Type out each entry exactly.

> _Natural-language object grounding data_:
Start of Block
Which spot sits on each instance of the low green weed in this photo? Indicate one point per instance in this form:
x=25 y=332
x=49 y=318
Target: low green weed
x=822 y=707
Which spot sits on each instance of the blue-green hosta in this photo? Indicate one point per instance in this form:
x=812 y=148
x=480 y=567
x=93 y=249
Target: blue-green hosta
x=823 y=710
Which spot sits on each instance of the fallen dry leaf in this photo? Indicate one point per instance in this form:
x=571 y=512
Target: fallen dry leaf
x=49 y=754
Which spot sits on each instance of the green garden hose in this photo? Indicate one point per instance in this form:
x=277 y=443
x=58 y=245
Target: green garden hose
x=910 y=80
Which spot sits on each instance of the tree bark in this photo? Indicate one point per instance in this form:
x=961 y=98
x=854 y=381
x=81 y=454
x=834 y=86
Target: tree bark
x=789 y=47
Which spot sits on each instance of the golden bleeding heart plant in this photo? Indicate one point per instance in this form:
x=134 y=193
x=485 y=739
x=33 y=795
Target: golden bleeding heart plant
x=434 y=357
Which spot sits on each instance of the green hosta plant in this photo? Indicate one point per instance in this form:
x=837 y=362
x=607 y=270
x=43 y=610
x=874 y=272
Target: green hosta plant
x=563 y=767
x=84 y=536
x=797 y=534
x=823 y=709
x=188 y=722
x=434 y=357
End of Block
> _Response_:
Which spot sits on each instance of the low green weed in this photo? Indicate one point per instance in this form:
x=25 y=332
x=49 y=318
Target: low green weed
x=822 y=707
Which spot sits on each instance of the blue-green hosta in this photo? Indicate one point per instance in this form:
x=812 y=148
x=480 y=567
x=93 y=249
Target: blue-green hosta
x=823 y=710
Which spot sits on each instance of the fallen dry leaf in this photo? Indicate one point per instance in this form:
x=571 y=512
Target: fallen dry leaf
x=49 y=754
Which spot sits on each instance of the green garden hose in this photo? Indicate one point per instance in this form:
x=277 y=443
x=58 y=245
Target: green garden hose
x=910 y=80
Which spot sits on each instance of the tree bark in this photo? Indicate one point per instance in this form:
x=961 y=98
x=854 y=381
x=81 y=454
x=834 y=86
Target: tree bark
x=789 y=47
Which spot sits on each instance of the golden bleeding heart plant in this photo? Indicate one point per instance in this form:
x=134 y=193
x=485 y=739
x=33 y=795
Target: golden bleeding heart plant
x=434 y=357
Which spot sits on each instance of the green hosta plant in this photo? Indicate one point per instance in this form:
x=837 y=362
x=607 y=270
x=43 y=610
x=874 y=272
Target: green hosta plant
x=563 y=767
x=84 y=536
x=797 y=534
x=823 y=709
x=188 y=722
x=434 y=357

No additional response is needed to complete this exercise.